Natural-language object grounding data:
<<<<

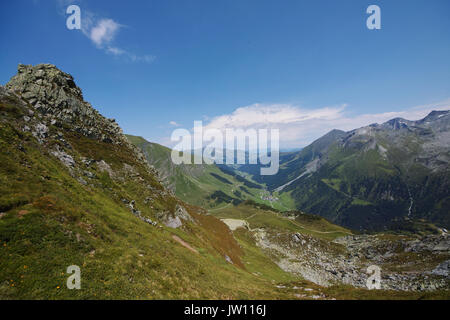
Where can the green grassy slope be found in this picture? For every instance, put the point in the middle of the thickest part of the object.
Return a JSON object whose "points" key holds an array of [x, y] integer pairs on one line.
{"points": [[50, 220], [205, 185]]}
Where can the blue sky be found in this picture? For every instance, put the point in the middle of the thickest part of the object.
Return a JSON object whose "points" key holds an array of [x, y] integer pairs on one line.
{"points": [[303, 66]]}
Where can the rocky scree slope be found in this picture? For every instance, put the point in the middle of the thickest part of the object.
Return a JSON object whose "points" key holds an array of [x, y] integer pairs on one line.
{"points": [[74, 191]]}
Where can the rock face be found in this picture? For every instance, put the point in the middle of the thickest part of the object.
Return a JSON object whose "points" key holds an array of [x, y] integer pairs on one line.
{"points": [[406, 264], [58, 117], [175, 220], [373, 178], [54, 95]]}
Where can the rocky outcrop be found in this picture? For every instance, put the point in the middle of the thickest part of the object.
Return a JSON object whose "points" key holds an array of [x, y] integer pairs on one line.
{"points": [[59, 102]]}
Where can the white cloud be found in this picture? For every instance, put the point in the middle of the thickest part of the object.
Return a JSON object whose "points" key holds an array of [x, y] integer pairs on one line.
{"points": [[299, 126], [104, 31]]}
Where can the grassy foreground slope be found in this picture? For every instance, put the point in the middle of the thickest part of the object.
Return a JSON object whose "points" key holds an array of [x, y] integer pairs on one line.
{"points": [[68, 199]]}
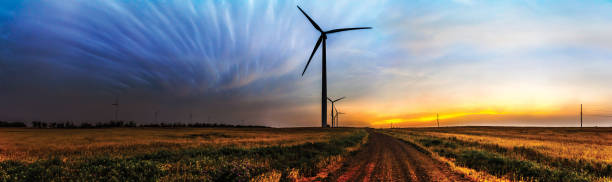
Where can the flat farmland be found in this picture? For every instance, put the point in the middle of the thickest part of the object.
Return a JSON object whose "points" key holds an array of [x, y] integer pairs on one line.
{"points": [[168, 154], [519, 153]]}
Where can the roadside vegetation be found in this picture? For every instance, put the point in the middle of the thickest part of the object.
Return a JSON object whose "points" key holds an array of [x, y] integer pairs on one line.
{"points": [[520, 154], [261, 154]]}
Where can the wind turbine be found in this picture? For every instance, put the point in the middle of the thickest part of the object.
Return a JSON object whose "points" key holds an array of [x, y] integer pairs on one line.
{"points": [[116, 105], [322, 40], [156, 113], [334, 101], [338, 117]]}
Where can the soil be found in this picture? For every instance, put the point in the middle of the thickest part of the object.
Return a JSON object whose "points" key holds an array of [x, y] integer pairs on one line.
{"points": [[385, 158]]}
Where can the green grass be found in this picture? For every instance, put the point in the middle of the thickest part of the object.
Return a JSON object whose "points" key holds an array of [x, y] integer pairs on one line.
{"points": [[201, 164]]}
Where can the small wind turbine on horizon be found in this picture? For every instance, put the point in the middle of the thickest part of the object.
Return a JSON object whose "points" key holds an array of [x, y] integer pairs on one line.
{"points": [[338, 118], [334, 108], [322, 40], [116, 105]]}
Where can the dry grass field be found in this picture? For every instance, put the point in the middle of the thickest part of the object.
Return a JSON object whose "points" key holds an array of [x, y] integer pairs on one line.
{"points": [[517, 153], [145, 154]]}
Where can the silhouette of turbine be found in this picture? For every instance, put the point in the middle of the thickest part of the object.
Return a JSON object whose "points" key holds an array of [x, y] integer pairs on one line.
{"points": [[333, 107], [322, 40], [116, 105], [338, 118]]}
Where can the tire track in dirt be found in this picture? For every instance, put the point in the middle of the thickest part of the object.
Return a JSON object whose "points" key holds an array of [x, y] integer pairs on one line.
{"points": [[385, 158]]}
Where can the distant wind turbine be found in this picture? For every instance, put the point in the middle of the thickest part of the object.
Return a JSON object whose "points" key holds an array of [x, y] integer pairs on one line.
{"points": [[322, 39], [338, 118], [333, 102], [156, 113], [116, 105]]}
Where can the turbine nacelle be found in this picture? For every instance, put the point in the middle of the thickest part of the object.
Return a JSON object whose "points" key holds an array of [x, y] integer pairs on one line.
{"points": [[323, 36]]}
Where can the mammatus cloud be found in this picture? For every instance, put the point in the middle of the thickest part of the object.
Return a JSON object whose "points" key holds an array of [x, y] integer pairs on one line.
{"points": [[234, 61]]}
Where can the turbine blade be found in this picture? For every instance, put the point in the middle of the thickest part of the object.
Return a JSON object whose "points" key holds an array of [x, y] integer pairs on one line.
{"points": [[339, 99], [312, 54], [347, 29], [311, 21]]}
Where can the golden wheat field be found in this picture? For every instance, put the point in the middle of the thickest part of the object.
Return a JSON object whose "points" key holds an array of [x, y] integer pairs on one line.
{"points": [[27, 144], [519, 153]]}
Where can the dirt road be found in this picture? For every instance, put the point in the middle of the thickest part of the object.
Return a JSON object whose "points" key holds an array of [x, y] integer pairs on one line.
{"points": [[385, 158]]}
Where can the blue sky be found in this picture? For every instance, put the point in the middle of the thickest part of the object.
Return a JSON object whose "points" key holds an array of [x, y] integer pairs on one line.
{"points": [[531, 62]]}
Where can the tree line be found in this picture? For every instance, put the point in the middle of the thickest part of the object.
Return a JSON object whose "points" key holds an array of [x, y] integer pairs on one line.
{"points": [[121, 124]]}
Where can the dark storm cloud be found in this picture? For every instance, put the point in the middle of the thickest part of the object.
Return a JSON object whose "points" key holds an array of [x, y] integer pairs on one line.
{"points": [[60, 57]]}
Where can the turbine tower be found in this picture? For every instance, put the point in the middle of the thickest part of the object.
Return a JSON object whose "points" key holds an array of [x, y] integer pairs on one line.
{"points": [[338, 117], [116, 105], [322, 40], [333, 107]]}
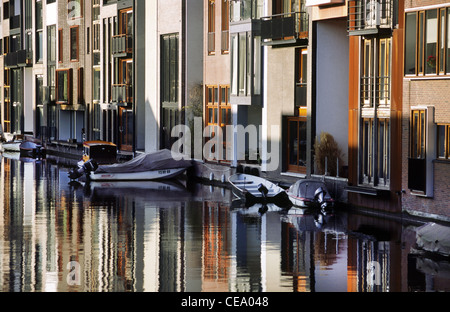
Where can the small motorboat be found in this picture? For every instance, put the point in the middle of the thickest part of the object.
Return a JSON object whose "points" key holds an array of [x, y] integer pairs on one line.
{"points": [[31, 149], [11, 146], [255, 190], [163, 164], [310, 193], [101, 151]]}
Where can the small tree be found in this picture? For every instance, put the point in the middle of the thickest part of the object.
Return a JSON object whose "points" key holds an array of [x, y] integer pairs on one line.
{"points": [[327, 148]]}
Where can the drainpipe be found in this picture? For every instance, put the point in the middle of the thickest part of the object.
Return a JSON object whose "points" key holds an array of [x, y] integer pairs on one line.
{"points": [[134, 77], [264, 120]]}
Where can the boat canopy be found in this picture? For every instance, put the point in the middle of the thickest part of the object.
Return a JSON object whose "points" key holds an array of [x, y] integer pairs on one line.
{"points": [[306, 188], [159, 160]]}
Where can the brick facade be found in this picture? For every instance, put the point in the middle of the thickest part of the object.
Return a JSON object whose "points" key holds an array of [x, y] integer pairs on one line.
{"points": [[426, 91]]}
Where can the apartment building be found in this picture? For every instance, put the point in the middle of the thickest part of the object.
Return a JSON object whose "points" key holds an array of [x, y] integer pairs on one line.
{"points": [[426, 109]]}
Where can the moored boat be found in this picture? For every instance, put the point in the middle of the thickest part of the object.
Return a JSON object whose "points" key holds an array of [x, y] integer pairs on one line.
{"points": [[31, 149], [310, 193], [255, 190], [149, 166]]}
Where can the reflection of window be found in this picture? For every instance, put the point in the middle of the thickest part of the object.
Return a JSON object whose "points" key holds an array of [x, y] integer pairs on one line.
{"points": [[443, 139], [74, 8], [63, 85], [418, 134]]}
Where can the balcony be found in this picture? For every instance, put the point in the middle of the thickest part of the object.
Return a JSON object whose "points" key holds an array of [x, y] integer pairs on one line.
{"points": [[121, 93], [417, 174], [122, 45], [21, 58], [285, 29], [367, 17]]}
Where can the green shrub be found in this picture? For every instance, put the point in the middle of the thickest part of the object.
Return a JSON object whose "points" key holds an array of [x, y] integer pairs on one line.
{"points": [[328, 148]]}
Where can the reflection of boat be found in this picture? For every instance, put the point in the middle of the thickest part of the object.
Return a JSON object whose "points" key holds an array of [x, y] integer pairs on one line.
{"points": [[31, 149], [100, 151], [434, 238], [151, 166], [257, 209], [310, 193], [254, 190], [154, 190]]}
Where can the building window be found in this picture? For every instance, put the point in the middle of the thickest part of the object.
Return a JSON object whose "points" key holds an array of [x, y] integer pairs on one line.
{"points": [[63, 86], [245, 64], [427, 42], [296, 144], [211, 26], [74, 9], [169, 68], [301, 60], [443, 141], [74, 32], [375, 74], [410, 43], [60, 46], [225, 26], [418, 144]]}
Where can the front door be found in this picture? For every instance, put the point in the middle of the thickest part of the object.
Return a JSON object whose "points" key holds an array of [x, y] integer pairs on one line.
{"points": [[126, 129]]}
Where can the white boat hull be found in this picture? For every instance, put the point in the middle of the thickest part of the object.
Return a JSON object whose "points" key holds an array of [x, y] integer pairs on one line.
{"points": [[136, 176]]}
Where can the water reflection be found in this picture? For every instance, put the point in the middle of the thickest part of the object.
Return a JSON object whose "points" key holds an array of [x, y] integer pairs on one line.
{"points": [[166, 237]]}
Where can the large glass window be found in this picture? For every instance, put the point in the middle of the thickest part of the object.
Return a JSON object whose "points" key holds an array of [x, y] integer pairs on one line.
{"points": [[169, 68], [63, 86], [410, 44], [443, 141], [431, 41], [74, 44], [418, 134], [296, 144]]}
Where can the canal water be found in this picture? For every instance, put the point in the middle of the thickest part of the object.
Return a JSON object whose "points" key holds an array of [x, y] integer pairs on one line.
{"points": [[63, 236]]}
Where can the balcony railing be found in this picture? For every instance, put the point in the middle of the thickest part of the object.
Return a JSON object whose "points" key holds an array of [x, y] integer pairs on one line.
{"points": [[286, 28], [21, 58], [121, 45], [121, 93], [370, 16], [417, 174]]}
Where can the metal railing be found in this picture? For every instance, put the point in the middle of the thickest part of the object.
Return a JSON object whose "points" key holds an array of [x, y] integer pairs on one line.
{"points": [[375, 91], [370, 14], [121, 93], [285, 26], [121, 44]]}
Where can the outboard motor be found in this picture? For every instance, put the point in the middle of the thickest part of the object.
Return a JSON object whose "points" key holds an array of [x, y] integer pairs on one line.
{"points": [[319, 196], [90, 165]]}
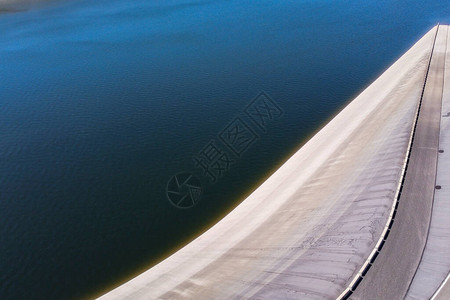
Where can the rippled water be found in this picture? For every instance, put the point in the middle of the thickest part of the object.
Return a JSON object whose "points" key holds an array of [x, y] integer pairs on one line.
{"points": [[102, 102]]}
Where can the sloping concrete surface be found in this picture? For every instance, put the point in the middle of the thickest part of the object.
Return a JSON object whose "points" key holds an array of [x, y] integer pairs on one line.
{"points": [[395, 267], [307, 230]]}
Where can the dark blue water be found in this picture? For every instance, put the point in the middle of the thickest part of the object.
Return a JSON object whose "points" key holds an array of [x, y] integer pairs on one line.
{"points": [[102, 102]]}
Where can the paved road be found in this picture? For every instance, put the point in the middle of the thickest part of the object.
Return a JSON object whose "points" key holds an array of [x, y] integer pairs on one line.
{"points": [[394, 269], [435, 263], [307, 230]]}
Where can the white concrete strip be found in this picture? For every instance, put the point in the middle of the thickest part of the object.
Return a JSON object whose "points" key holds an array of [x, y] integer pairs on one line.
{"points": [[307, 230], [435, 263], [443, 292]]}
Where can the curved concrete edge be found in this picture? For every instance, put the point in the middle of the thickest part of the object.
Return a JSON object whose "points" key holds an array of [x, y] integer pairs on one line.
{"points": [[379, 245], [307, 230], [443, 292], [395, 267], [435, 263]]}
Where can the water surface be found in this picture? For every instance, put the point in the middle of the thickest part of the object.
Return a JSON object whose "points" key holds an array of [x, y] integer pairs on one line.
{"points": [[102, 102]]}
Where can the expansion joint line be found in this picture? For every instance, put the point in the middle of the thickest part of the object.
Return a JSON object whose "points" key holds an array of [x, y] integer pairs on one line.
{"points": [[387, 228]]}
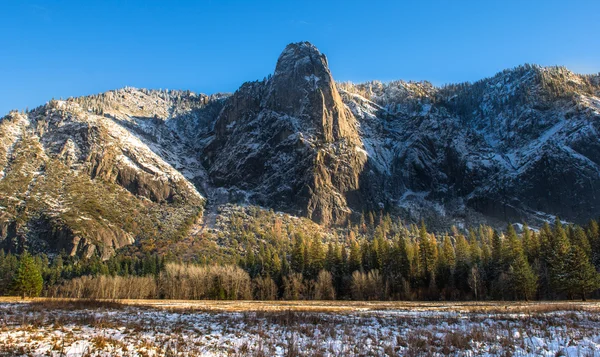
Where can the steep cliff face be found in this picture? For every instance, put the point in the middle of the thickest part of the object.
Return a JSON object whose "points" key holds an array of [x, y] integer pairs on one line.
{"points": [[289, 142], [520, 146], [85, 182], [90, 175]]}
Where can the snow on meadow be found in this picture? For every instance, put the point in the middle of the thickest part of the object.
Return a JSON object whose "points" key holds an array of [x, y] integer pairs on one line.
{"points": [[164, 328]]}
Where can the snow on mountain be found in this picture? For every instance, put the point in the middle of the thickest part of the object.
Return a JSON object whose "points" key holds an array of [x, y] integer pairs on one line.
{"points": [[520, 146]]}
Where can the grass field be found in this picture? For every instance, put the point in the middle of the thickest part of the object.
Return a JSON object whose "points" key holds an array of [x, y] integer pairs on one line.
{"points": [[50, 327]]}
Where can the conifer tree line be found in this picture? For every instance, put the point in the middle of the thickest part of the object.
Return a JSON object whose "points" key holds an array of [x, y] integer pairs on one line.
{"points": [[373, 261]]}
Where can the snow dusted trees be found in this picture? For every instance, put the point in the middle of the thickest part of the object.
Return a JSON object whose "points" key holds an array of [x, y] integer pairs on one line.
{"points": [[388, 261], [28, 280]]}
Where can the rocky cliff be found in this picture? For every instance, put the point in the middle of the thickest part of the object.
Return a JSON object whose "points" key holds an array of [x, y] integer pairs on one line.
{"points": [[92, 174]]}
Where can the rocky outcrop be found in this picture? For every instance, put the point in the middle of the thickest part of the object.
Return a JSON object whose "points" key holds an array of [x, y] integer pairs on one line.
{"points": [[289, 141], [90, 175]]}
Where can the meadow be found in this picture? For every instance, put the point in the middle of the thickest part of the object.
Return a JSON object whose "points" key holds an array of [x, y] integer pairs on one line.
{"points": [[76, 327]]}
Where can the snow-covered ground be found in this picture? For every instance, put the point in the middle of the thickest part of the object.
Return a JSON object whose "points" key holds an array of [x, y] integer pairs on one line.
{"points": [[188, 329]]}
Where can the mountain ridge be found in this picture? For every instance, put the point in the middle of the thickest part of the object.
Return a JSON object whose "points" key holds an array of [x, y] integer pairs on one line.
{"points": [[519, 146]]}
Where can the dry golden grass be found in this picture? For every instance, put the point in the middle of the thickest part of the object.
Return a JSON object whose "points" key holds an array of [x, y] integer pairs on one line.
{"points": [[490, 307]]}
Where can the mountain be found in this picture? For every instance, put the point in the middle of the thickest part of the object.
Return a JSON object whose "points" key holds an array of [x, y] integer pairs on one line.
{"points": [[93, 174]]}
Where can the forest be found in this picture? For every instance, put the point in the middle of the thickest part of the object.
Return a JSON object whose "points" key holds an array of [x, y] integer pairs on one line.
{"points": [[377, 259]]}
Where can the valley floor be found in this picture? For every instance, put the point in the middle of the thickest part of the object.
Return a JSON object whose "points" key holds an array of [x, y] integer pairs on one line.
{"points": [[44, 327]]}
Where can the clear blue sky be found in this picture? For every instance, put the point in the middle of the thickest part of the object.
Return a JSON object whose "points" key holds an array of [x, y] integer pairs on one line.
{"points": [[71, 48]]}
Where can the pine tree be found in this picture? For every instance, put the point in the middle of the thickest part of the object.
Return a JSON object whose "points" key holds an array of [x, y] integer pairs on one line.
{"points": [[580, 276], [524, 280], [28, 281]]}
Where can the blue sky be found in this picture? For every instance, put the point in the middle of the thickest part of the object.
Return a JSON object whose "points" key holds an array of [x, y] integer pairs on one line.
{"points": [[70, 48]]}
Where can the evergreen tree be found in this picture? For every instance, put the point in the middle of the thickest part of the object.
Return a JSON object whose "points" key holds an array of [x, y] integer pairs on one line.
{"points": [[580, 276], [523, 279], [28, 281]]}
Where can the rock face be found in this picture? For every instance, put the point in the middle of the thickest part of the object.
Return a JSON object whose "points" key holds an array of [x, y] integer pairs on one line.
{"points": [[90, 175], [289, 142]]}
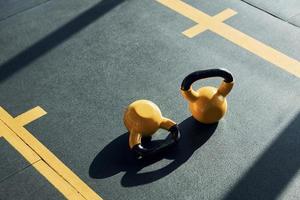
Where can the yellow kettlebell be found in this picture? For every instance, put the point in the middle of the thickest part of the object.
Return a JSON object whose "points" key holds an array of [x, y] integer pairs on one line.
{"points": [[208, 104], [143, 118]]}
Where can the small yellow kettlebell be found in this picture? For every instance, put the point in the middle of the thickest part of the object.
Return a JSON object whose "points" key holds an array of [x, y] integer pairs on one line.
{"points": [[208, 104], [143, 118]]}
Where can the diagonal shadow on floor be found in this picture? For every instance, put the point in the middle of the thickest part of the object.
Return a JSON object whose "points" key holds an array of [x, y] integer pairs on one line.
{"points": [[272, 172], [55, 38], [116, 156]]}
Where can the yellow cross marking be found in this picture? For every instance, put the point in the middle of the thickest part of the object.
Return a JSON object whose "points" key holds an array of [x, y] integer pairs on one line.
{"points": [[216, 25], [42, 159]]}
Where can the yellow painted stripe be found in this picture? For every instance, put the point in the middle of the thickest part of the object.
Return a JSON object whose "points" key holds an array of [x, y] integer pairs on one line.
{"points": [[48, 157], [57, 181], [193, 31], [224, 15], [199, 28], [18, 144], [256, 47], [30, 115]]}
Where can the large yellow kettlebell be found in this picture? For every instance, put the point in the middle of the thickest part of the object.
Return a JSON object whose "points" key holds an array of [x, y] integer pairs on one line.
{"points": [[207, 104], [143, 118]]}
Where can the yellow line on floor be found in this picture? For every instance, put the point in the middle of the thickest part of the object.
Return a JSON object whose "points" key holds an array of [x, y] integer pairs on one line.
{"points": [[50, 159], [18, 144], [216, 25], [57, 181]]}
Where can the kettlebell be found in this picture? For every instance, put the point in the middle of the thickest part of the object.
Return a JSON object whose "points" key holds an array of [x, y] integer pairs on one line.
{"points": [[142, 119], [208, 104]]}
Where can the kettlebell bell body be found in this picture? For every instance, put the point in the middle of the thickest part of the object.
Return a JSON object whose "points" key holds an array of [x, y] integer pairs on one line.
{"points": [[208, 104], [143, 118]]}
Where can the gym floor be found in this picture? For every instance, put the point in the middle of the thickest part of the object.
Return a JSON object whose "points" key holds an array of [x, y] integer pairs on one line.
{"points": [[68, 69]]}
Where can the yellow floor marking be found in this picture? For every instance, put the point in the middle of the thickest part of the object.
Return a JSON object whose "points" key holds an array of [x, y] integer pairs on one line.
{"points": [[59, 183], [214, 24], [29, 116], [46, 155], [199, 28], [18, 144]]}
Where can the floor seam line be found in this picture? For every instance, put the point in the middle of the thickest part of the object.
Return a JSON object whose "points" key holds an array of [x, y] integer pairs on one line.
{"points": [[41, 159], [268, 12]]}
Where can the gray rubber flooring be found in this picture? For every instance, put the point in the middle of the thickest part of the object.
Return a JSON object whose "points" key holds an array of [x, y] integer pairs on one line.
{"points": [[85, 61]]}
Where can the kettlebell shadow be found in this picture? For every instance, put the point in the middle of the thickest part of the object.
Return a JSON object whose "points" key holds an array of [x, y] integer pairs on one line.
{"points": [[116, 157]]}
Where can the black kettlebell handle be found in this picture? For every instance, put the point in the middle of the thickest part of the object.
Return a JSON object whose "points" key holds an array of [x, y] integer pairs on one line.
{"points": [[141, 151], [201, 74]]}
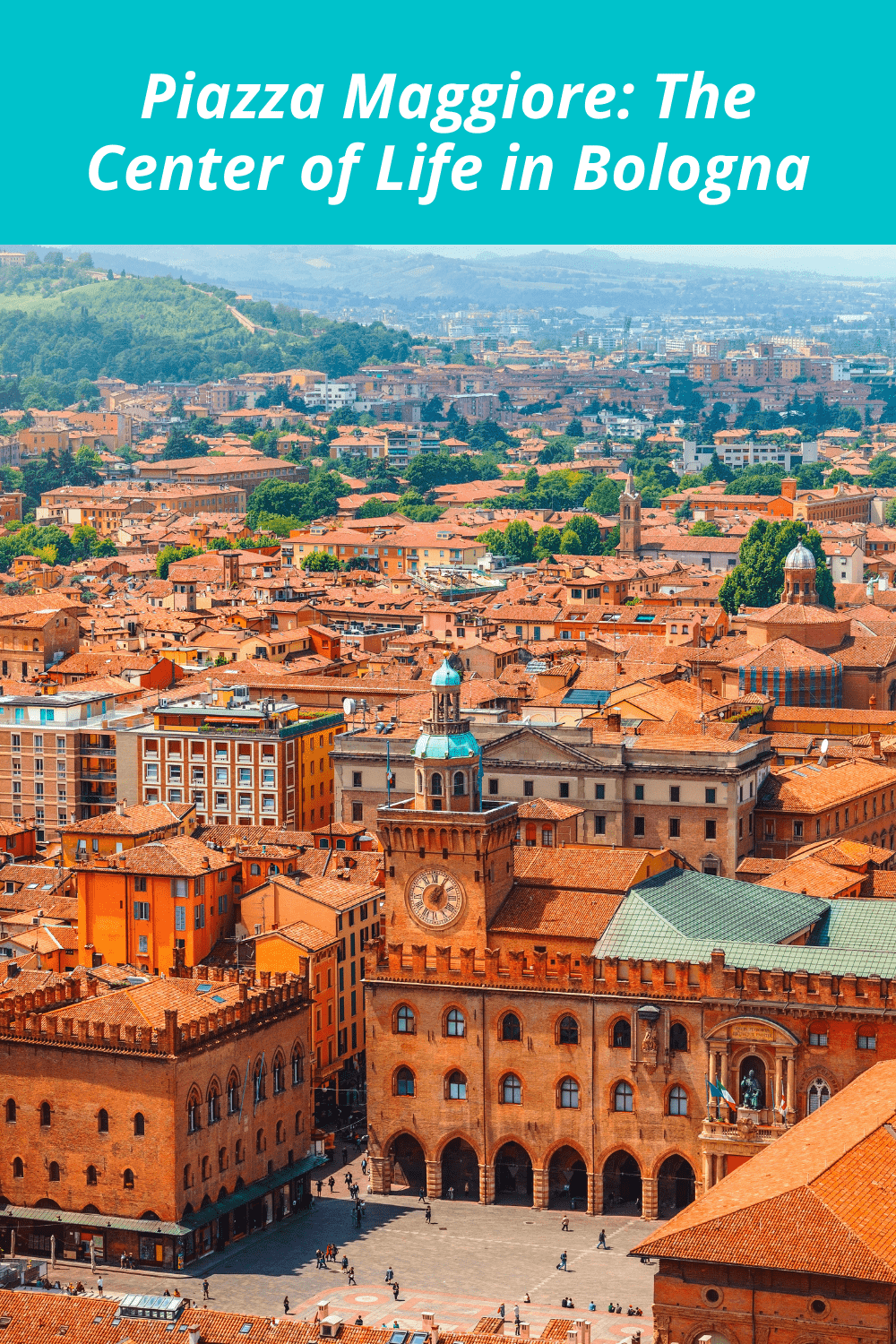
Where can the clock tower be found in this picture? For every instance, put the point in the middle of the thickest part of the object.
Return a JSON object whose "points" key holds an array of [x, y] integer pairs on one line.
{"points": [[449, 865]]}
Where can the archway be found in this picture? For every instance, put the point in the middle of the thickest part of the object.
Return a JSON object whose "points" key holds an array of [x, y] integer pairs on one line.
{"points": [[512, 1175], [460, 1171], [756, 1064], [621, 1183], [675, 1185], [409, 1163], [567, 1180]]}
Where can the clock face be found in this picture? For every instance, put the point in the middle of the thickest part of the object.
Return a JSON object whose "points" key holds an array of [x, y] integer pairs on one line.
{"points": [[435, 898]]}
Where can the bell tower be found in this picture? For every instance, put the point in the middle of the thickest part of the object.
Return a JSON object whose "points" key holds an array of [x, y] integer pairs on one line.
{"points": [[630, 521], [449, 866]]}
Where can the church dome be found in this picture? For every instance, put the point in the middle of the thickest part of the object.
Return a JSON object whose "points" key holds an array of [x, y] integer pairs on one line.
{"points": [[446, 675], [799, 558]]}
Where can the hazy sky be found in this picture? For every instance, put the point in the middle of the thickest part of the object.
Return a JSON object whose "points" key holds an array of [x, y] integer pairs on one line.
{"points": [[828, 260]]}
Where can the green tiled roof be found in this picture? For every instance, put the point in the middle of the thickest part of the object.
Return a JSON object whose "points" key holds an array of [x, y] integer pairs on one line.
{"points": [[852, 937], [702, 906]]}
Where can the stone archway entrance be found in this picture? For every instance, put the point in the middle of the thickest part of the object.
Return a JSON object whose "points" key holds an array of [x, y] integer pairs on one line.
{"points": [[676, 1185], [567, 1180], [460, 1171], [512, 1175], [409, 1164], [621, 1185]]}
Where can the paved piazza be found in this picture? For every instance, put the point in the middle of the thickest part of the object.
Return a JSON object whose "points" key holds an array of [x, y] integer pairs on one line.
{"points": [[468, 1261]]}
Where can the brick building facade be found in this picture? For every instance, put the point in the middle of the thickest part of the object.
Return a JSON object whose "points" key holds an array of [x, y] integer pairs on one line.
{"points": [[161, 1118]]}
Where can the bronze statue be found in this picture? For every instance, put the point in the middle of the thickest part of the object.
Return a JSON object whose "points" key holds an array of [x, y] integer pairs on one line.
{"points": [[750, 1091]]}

>>>>

The problem —
Give again the stretch of lines above from the one with "Where can the water surface" through the one with "Where can the snow on mountain", both ends kept, and copy no pictures.

Written solution —
Where can the water surface be found in this picture? For every instance, put the point in the middle of the thickest part of the object.
Return a JSON object whose "points" key holds an array of [x, y] integer pairs on one line.
{"points": [[102, 102]]}
Where can the expansion joint line be found in this picture? For every instance, put the point in the middle of the thickest part of the object.
Return a JSON object whose "points" key holds an array of [x, y] integer pairs on one line.
{"points": [[387, 228]]}
Where can the steep cliff face be found in this picture? For every instance, put the point in the middle of the thickest part of the object.
Return a JSON object whose "points" key holds an array of [x, y] integer pairs on one line.
{"points": [[289, 142], [520, 146], [85, 182], [90, 175]]}
Where can the snow on meadow be found in this picture? For every instance, put the point in the middle of the thickest part of the object.
Return a JSON object whose "points" key holds an array of [x, y] integer pairs on one line.
{"points": [[164, 328]]}
Where can the snow on mountain be found in this picture? For every instance, put the point in the middle of the thickest part of the object.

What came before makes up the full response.